Kutipan Sumber:

Friday, May 23, 2014

China Trip - Day 5 : Beijing - Shanghai

Shanghai time! Di hari ke lima ini kami akan naik kereta cepat dari Beijing ke Shanghai, kota terbesar di China. Cukup penasaran juga seperti apa rupa kota ini jika dilihat secara langsung. Tapi sebelum sampai pun, rush hour tipikal kota-kota besar sudah dimulai duluan. Pagi itu saking buru-burunya, makan pagi tidak di hotel seperti biasa, tapi bungkus. Roti, telur, sosis dipaket ke dalam kantong plastik untuk dibawa makan di jalan. Kereta api yang akan kami naiki adalah kereta pagi pertama, yang akan menempuh perjalanan kurang lebih 5 jam. Peserta tour kelihatannya sudah mulai terbiasa dengan permainan kejar-kejaran waktu. Begitu sampai di Shanghai langsung dilanjutkan tour lagi soalnya. Jadi pagi itu kami semua dari kamar langsung check out dan naik bis ke stasiun kereta Beijing. Begitu sampai, saya langsung terkesan dengan stasiun ini. Malam sebelumnya saya sempat riset sedikit tentang stasiun dan perjalanan dengan bullet train ini di internet. Banyak review positif tentang stasiun dan kereta ini. 

Setelah melihat dan merasakan langsung, saya bisa bilang kalau komentar-komentar positif yang saya baca benar-benar valid. Design arsitektur stasiun ini seperti airport saja, sangat modern. Stasiun yang sangat besar ini memang sangat sibuk, buktinya pagi itu waktu kami sampai sudah cukup ramai penumpang yang sedang menunggu. Petugas pemeriksa karcis sekaligus penjaga pintu masuk ke kereta pun penampilannya seperti pramugari, bahkan lebih modis lagi dengan aksesoris topi. Awesome place. Saya siap memberikan rating 5 bintang untuk tempat ini, sampai ketika saya harus ke WC...yah kalau di awal saya pernah singgung pengalaman menarik soal WC...di sinilah tempatnya. Waktu masuk ke WC, meskipun sudah sering dengar cerita horror dari teman tentang toilet di China, saya tetap saja sangat terkejut dengan apa yang saya lihat. Di salah satu tempat yang harusnya merupakan kamar WC jongkok tertutup, seorang pemuda yang kalau dilihat dari penampilannya..pakaian kantoran lengkap dengan jas, harusnya bisa bersikap lebih baik, sedang ‘asik’ jongkok dengan pintu terbuka sambil memainkan smart phone....

Blok Data:
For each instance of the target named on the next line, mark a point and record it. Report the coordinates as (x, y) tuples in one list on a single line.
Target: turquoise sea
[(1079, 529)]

Soal Singkat A: Menurut catatan perjalanan Beijing–Shanghai, berapa lama waktu tempuh kereta pagi pertama yang dinaiki rombongan?
Soal Singkat B: Teruskan catatan perjalanan Beijing–Shanghai mulai dari kalimat terakhir yang tertera.

Jawaban Latihan A: Kurang lebih 5 jam.

Jawaban Latihan B:
Stasiun Kereta Beijing
Kelihatannya ini sedikit banyak masih budaya lokal, soalnya saya perhatikan orang-orang yang masuk ke WC semua cuek saja dengan pemandangan itu. Yang jelas bagi saya sangat menghilangkan selera dan rating 5 bintang saya langsung jadi redup. Penampilan dan rancangan WC nya pun menurut saya kurang modern, beda jauh dengan di luar. Berhubung seisi WC dipenuhi orang juga, saya memutuskan untuk nanti saja ke WC waktu sudah masuk ke dalam kereta. Kami masih harus ngantri dan menunggu beberapa lama di gerbang masuk ke kereta. Ketika sudah melewati gerbang pun ternyata masih harus turun ke bawah dengan eskalator ke platform untuk masuk ke dalam kereta. Paling tidak penampilan kereta apinya tidak mengecewakan, modern dan bersih. Toiletnya juga begitu. Cuma berhubung kami harus meletakkan koper di depan tempat duduk, ruang untuk kaki saya yang cukup panjang berkurang drastis. Percobaan untuk tidur kurang begitu sukses (yes, cerita lama), jadi cuma bisa tidur-tiduran saja. Tapi gak terasa juga sudah lewat tengah hari, dan ternyata gerbong di depan kami merupakan tempat makan dalam kereta. Lunch time! Menunya terbatas, hanya beberapa pilihan makanan paket seperti di pesawat. Harganya juga cukup mahal, tapi worth it lah untuk nambah pengalaman. Ada beberapa eksekutif yang lunch sambil kerja dengan notebook mereka di tempat ini.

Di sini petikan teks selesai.